→ TASK DETAILS
In the items below, from the line with "Target: scarf knot" through the end of the items, substitute "example" for "sample" and give those lines again with everything else unchanged.

Labeled region items
= = = =
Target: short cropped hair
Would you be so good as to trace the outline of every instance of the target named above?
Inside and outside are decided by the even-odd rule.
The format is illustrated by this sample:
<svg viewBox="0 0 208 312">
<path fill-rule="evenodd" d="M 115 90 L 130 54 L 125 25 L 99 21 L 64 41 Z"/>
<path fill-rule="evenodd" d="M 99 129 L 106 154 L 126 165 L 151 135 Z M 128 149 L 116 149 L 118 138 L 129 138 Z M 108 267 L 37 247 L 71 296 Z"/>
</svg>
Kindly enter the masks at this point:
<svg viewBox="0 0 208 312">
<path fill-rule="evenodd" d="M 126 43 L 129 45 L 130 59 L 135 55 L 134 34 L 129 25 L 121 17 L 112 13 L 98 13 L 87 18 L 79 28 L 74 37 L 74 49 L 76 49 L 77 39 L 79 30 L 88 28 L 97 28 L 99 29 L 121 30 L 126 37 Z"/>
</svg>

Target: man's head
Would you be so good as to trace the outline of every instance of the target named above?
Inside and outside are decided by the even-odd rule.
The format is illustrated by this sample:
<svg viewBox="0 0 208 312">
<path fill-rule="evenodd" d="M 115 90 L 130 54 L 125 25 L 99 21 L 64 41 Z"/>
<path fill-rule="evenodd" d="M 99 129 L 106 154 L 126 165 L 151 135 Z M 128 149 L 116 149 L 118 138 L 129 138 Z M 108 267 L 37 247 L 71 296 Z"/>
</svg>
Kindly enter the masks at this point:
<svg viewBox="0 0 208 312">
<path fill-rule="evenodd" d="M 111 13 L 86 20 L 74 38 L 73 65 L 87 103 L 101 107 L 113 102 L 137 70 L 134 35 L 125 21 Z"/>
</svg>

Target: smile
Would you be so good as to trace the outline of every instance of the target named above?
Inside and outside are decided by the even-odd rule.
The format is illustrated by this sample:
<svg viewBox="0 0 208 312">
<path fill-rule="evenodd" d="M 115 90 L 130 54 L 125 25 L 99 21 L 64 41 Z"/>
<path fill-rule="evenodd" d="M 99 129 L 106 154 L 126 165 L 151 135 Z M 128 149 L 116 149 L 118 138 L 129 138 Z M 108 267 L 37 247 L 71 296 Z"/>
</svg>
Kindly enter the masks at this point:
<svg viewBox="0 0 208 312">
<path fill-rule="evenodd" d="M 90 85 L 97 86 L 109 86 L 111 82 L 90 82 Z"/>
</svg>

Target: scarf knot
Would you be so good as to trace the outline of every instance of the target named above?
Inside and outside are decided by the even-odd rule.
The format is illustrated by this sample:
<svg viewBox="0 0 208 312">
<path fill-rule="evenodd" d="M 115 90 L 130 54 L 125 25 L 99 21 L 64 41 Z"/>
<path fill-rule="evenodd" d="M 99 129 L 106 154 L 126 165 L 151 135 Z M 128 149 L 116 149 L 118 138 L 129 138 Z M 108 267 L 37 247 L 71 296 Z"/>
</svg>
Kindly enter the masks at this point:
= = = =
→ TASK OUTPUT
Target: scarf knot
Would you be so good as to trace the outline of every instance of the target named above?
Inside and outside are decided by the even-odd rule.
The format is illustrated by this example:
<svg viewBox="0 0 208 312">
<path fill-rule="evenodd" d="M 115 90 L 130 54 L 125 25 L 99 21 L 64 41 Z"/>
<path fill-rule="evenodd" d="M 99 129 L 106 154 L 126 165 L 151 135 Z M 128 149 L 116 149 L 118 138 L 129 138 Z M 108 267 L 37 247 L 71 296 Z"/>
</svg>
Kindly enter the masks at this point:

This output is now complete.